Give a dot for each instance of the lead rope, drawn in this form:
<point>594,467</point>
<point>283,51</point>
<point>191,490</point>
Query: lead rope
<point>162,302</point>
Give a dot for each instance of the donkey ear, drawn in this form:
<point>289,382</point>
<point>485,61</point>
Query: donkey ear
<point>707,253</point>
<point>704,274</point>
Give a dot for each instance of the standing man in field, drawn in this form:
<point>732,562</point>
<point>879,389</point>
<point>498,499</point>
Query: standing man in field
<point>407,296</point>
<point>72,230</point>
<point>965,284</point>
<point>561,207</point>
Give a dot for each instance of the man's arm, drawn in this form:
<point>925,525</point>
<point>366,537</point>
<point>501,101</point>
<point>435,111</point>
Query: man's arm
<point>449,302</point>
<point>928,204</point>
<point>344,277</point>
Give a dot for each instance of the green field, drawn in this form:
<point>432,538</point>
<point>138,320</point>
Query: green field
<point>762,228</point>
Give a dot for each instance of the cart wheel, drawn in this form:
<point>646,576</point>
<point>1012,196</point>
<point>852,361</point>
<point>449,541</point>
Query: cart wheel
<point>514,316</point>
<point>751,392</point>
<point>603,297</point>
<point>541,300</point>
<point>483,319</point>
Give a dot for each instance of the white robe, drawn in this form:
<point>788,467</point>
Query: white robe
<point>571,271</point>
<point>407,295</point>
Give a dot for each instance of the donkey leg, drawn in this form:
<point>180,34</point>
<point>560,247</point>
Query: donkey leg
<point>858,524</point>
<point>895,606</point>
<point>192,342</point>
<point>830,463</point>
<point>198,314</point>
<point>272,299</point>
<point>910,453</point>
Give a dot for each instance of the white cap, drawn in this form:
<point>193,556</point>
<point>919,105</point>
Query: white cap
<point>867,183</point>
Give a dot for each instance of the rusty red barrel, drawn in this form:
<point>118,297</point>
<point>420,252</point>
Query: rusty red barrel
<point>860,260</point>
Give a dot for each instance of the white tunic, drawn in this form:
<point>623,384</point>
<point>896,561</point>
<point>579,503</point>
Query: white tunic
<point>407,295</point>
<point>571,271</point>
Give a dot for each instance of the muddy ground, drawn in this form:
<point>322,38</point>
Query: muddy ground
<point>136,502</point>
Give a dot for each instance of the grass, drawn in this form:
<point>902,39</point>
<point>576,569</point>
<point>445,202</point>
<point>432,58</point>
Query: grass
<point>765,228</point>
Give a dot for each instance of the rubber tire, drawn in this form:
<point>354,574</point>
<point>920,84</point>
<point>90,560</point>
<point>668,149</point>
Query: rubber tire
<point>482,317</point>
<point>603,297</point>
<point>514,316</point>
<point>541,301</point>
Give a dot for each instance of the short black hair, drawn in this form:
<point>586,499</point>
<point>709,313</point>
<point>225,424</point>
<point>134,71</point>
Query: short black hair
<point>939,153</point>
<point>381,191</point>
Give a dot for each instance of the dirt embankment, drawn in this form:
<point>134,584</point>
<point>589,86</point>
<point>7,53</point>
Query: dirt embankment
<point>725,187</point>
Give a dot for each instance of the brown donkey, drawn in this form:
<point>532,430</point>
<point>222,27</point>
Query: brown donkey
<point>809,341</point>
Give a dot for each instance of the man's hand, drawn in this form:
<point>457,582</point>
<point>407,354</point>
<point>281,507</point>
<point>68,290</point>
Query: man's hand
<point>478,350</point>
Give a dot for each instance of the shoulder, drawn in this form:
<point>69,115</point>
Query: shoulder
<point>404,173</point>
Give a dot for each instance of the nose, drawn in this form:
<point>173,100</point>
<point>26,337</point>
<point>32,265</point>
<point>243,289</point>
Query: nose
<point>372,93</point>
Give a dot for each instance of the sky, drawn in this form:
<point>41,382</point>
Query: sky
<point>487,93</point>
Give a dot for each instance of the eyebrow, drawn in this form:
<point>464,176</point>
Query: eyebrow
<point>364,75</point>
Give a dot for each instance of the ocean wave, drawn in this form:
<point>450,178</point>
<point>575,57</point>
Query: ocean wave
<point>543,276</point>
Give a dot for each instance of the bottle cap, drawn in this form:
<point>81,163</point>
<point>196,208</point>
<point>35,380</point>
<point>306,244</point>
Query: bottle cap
┄┄┄┄┄┄┄┄┄┄
■ WHAT YOU WILL DO ■
The data, all of it, should be transcribed exactly.

■ WRITTEN ANSWER ■
Give a dot for each instance of the lead rope, drawn in this form:
<point>594,467</point>
<point>283,51</point>
<point>191,490</point>
Query: lead rope
<point>162,302</point>
Give a dot for each instance of the donkey ear, drawn in this form:
<point>289,382</point>
<point>485,61</point>
Query: donkey ear
<point>707,253</point>
<point>704,274</point>
Give a dot for each instance of the standing man in field, drawn in this form:
<point>732,562</point>
<point>879,389</point>
<point>498,499</point>
Query: standing man in field
<point>407,296</point>
<point>72,230</point>
<point>965,284</point>
<point>561,207</point>
Give a dot for each instance of the man's arm, drawn in this form:
<point>925,525</point>
<point>366,537</point>
<point>501,101</point>
<point>435,111</point>
Query: man's arm
<point>449,302</point>
<point>928,204</point>
<point>344,277</point>
Give a dot for each instance of the green field, drawn in this form:
<point>432,538</point>
<point>138,320</point>
Query: green field
<point>762,228</point>
Give a dot for each instance of the cart wheel, drawn in this form:
<point>646,576</point>
<point>1012,196</point>
<point>852,361</point>
<point>449,541</point>
Query: cart wheel
<point>514,316</point>
<point>751,392</point>
<point>603,297</point>
<point>541,300</point>
<point>483,319</point>
Give a dot for each instance of the white robe, drawn in this form:
<point>788,467</point>
Query: white robe
<point>571,271</point>
<point>407,295</point>
Give a dot for each instance of the donkey leg, drawn in this form:
<point>180,34</point>
<point>560,247</point>
Query: donkey leg
<point>858,524</point>
<point>895,606</point>
<point>192,342</point>
<point>830,463</point>
<point>198,314</point>
<point>272,299</point>
<point>910,453</point>
Give a dot for each instance of the white cap, drawn in this form:
<point>193,556</point>
<point>919,105</point>
Query: white cap
<point>867,183</point>
Give a dot for each instance of the rusty red barrel, drawn in this form:
<point>118,297</point>
<point>420,252</point>
Query: rusty red barrel
<point>860,260</point>
Give a dot for each instance of the white tunic, drawn in this form:
<point>623,384</point>
<point>896,561</point>
<point>579,503</point>
Query: white tunic
<point>407,295</point>
<point>571,271</point>
Give a dot for each instance of the muddy ground, drawn in this form:
<point>322,38</point>
Query: muddy ground
<point>136,502</point>
Give a dot for each instance of the grass, drawn in this form:
<point>902,39</point>
<point>576,569</point>
<point>445,202</point>
<point>432,58</point>
Query: grass
<point>765,228</point>
Give a dot for each instance of the rubber tire, drawn in this form:
<point>354,574</point>
<point>920,84</point>
<point>90,560</point>
<point>668,149</point>
Query: rubber tire
<point>482,317</point>
<point>603,297</point>
<point>514,316</point>
<point>541,301</point>
Give a dot for each instance of the short black hair, drawn in this form:
<point>586,499</point>
<point>709,313</point>
<point>225,424</point>
<point>134,71</point>
Query: short black hair
<point>939,153</point>
<point>381,191</point>
Give a dot for each instance of the dirt embankment, drawn in this form:
<point>134,584</point>
<point>589,86</point>
<point>7,53</point>
Query: dirt embankment
<point>725,187</point>
Give a dot for each instance of the brown donkey, drawn in this form:
<point>532,430</point>
<point>222,27</point>
Query: brown donkey
<point>809,341</point>
Give a dot for each instance of the man's hand, drawn in this form:
<point>457,582</point>
<point>407,354</point>
<point>281,507</point>
<point>68,290</point>
Query: man's hand
<point>478,350</point>
Give a dot for each instance of the shoulder, drawn in this form:
<point>69,115</point>
Query: shoulder
<point>404,173</point>
Give a dot for each instance of the nose, drawn in this form:
<point>173,100</point>
<point>26,337</point>
<point>32,265</point>
<point>243,289</point>
Query: nose
<point>372,93</point>
Give a dot for each instance of the sky, drawn in this form:
<point>41,382</point>
Query: sky
<point>487,93</point>
Give a dot for each instance of the eyebrow, drawn in this form:
<point>464,176</point>
Query: eyebrow
<point>364,75</point>
Give a dot for each instance of the ocean wave, drawn in this form:
<point>450,178</point>
<point>575,57</point>
Query: ocean wave
<point>543,276</point>
Give a dot for each instance of the bottle cap, drawn in this form:
<point>81,163</point>
<point>196,208</point>
<point>35,380</point>
<point>306,244</point>
Query: bottle cap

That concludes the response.